### Excerpt provided
>>>>>

Figure 9Contribution of each spectral range towards the output. The contribution from each spectral range is calculated by taking the signed sum of all the Shapley values corresponding to the bands in that range for all the input spectra (referred to as “Sample”). The dotted line shows the mean predicted output, and the solid line shows the predicted output value, which is the signed sum of the mean and the individual spectral range contributions.

Download

The median Shapley values of the samples in the bottom 10 % of the slowness predictions (i.e. fastest predicted P wave velocities), the top 10 % of density predictions, and the top 10 % of gamma-ray predictions were calculated as well (Fig. 10). The hull-corrected spectra for these samples (Fig. 11) were then inspected to identify possible spectral features associated with fast, dense, or high gamma-ray predictions. From Fig. 10, it is clear that the model is focusing on known mineral absorption features (and their surrounding bands) in each of the spectral ranges. These include, but are not limited to, the carbonate absorption feature at 11 200 nm, as well as the fundamental overtones of the silicon oxide (νSiO) absorption feature at 8575 and 9200 nm. The 1400 and 1900 nm water and 2200 AlOH SWIR absorption features are also clearly being used, as are the bands around 2300 nm (which are likely influenced by the relatively broad carbonate absorption at 2345 nm).

<<<<<

Write the next part of the excerpt above on Shapley values and spectral absorption features, beginning immediately after its final sentence.

### Extracted material
>>>>>

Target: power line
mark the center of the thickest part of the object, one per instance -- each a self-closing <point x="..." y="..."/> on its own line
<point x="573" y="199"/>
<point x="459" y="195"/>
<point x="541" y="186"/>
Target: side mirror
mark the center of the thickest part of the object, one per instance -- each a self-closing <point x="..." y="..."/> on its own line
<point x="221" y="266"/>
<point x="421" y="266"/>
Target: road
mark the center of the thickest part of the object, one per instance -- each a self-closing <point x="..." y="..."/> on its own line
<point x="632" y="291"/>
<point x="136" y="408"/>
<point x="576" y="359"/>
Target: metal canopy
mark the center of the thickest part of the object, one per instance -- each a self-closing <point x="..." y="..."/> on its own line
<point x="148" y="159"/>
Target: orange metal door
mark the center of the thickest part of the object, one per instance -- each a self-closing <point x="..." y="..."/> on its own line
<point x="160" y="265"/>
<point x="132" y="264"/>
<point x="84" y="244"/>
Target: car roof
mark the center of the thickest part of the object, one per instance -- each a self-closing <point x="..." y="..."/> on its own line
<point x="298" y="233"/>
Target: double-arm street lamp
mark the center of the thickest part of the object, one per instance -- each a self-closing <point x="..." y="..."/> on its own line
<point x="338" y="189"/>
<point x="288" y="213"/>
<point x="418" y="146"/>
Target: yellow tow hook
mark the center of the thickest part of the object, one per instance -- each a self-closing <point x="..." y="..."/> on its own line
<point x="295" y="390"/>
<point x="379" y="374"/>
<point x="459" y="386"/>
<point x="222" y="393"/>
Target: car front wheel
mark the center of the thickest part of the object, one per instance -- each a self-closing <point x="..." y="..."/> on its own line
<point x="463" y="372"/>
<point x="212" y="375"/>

<<<<<

### Final result
https://se.copernicus.org/articles/16/351/2025/se-16-351-2025-f10

Figure 10Median of the Shapley values for the selected samples. The columns are split according to the sensors, while the rows are split according to the properties, with (a) showing the median Shapley value for slowness, (b) for the density, and (c) for the gamma-ray values. The red regions correspond to the bands that push the output above the mean, whereas the blue regions correspond to the bands that push the output below the mean. The dotted vertical lines mark the key absorption features of interest within an IR spectrum (Laukamp et al.2021), with the annotations specifying the wavelength (in nm) and the corresponding molecular vibrational features.

Download

https://se.copernicus.org/articles/16/351/2025/se-16-351-2025-f11

Figure 11Reflectance spectra of selected samples. The columns are split according to the sensors, while the rows are split according to the properties, with (a) showing the spectra of the samples in the bottom 10 % of slowness predictions, (b) showing the spectra of the samples in the top 10 % of density predictions, and (c) showing the spectra for the samples in the top 10 % of gamma-ray reading predictions. The low-opacity grey lines plot the individual spectra, whereas the red line corresponds to the median spectrum.

Download

The results highlight some spectral variability within these top 10 % groups, as would be expected, but also some commonalities. For instance, in the slowness plots (Fig. 10a), the samples show a significant push below the mean due to the bands around 11 200 and 4000 nm, corresponding to primary and secondary overtones of carbonate absorption features. This observation aligns with our geological understanding, as the fastest samples are from the Stassfurt dolomite formation (see legend, Fig. 7). The spectra in Fig. 11a further support this inference, as they exhibit a clear carbonate absorption feature.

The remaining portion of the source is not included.